(Saved entries)
#####

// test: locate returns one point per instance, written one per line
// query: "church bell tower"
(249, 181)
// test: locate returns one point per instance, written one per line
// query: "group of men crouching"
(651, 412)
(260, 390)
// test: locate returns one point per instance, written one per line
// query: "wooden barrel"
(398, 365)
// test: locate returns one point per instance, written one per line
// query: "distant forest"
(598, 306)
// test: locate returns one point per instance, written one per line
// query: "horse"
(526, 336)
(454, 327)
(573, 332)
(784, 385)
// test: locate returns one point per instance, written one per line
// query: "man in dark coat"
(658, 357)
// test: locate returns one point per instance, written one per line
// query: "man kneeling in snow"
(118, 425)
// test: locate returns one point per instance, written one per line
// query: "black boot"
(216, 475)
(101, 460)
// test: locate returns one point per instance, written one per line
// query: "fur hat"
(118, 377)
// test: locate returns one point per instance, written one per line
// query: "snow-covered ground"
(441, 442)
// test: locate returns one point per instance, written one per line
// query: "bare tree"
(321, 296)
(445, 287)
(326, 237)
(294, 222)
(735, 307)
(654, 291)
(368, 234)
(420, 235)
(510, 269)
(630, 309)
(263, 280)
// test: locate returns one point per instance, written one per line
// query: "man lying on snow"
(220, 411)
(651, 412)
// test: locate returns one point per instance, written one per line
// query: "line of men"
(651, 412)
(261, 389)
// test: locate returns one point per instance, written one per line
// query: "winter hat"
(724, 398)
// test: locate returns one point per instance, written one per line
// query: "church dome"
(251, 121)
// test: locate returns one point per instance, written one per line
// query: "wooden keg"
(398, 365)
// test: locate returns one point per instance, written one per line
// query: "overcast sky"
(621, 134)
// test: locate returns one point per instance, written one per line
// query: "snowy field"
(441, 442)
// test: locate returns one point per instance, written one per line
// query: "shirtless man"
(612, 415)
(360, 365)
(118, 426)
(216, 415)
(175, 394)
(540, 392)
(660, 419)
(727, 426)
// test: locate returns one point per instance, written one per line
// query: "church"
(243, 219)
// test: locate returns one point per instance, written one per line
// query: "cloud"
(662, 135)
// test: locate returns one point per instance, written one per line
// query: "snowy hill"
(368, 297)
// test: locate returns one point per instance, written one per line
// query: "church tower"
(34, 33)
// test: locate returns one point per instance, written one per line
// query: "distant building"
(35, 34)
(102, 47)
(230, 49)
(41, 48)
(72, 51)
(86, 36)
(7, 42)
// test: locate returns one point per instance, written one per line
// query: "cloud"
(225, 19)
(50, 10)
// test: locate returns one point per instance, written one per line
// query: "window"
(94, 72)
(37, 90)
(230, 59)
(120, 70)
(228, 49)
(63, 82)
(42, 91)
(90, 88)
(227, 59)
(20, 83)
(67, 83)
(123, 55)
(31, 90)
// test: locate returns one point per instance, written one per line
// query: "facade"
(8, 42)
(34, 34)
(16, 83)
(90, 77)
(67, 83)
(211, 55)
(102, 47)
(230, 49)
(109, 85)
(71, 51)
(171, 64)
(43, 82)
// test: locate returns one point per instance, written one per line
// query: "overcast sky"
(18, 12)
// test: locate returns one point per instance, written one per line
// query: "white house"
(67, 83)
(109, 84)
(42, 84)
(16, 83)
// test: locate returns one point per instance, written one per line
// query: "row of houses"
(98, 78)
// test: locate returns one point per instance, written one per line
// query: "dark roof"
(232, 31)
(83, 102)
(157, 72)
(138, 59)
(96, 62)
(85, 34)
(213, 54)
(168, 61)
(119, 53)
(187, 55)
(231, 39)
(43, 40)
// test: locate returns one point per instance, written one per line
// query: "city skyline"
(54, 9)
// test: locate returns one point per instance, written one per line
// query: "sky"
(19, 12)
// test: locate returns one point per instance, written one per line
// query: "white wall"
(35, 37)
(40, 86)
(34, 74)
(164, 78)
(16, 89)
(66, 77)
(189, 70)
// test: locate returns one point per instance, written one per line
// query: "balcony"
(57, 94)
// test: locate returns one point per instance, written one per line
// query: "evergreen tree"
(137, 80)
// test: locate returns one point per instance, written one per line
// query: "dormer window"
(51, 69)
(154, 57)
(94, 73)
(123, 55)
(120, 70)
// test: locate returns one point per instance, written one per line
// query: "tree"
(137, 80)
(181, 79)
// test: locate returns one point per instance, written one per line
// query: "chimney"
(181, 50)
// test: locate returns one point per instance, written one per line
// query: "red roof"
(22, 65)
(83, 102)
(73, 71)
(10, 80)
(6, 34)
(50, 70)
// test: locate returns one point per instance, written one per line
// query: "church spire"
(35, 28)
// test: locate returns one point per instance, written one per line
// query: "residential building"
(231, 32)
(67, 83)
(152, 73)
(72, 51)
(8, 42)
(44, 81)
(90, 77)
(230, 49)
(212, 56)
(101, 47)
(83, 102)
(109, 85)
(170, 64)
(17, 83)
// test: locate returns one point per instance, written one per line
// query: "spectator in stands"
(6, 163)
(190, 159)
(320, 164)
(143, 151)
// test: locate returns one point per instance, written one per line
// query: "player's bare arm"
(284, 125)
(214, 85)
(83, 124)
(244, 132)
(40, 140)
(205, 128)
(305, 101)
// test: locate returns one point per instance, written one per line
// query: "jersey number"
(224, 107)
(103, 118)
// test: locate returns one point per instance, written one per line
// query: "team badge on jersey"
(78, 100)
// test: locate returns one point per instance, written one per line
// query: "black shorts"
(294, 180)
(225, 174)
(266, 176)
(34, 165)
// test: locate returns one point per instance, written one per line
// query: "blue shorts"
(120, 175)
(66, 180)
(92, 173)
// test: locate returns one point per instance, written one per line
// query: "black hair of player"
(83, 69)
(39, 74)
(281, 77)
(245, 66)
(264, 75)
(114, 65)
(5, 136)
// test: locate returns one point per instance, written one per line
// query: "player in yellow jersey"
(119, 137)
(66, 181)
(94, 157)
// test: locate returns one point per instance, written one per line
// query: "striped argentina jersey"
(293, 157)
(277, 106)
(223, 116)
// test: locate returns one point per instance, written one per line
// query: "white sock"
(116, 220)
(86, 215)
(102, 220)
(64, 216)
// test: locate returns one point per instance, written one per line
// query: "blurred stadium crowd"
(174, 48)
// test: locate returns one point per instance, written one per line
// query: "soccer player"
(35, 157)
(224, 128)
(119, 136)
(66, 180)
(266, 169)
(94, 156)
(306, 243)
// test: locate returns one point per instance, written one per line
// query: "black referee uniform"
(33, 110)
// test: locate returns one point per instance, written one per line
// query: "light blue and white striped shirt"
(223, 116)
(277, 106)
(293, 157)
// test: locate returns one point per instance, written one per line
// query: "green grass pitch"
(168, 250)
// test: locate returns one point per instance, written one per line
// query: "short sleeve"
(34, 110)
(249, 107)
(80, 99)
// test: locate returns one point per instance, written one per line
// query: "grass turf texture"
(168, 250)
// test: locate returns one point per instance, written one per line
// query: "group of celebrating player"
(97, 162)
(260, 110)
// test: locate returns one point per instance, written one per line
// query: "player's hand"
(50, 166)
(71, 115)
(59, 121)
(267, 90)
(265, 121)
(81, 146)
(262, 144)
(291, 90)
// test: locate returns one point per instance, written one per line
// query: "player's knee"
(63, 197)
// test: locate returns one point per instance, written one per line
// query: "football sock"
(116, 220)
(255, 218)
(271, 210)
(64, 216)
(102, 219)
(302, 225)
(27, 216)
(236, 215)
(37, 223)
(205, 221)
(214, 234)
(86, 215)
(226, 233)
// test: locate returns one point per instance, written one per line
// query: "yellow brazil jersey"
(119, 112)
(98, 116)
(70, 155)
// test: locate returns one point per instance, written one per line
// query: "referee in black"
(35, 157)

#####

▶ [OBJECTIVE]: Please count the lines in the rows above that contain the string "shorts", and reply with only that number.

▶ [RESPONSE FOR THIS EXERCISE]: 2